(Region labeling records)

= = = = = = =

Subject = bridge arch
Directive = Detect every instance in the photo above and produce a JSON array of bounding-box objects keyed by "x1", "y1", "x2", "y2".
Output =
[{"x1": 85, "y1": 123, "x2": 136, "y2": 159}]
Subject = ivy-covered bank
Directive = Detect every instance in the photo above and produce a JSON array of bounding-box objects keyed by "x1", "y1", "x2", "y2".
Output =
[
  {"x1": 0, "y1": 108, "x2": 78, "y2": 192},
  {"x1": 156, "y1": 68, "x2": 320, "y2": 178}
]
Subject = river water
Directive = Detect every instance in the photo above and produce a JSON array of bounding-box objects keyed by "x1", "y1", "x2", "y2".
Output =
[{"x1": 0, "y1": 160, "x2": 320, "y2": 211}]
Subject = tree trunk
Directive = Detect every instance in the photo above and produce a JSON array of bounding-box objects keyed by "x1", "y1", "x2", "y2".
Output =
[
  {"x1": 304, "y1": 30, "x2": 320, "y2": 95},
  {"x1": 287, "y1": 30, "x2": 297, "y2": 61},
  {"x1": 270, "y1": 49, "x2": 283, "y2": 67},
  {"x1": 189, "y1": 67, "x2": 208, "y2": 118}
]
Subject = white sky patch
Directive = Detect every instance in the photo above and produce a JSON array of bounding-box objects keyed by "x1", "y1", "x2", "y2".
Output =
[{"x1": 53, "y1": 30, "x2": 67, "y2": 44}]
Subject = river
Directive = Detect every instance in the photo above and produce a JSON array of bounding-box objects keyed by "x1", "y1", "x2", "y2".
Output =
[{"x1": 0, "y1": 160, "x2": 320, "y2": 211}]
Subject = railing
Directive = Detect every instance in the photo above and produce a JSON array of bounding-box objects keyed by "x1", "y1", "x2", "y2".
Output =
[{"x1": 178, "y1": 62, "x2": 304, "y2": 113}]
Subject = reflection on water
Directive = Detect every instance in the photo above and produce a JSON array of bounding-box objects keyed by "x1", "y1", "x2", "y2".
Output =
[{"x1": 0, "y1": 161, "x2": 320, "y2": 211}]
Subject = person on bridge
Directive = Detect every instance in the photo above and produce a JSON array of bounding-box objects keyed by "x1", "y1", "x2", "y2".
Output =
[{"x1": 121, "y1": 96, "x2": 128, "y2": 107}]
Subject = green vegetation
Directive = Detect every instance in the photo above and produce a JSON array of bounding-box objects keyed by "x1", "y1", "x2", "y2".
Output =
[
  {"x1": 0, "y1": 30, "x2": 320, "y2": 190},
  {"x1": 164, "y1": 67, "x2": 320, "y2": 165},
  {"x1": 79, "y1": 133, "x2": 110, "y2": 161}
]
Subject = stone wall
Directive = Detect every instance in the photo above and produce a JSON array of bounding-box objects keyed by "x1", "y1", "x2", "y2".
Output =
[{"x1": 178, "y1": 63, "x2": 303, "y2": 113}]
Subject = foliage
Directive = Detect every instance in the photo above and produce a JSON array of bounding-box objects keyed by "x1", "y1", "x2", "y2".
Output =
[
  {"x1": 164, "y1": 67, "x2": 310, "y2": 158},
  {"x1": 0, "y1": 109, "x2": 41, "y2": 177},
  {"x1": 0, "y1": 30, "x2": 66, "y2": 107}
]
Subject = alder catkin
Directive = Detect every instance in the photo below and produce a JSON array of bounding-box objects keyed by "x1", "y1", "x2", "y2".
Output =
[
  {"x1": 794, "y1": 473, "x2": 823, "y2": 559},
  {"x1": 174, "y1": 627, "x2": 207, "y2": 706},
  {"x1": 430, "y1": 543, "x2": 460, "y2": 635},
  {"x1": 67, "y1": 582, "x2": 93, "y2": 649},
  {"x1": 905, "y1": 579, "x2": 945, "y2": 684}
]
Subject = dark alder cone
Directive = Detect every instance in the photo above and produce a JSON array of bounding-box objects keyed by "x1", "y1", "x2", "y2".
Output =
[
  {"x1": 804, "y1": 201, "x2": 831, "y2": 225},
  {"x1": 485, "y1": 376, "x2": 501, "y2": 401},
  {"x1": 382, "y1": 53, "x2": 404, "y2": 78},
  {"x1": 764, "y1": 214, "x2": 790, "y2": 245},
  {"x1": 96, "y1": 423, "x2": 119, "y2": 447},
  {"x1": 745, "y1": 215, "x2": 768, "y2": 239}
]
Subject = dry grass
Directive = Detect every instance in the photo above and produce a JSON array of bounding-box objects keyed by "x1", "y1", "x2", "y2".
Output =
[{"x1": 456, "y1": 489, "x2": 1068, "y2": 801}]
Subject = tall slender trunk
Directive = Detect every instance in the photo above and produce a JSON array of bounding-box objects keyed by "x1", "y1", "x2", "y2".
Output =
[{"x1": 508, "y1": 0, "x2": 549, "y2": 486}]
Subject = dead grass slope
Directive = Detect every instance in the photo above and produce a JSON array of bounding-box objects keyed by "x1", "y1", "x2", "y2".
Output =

= = = = = = =

Report how many lines of the records above contain the word "water", with case counting. Give only the number.

2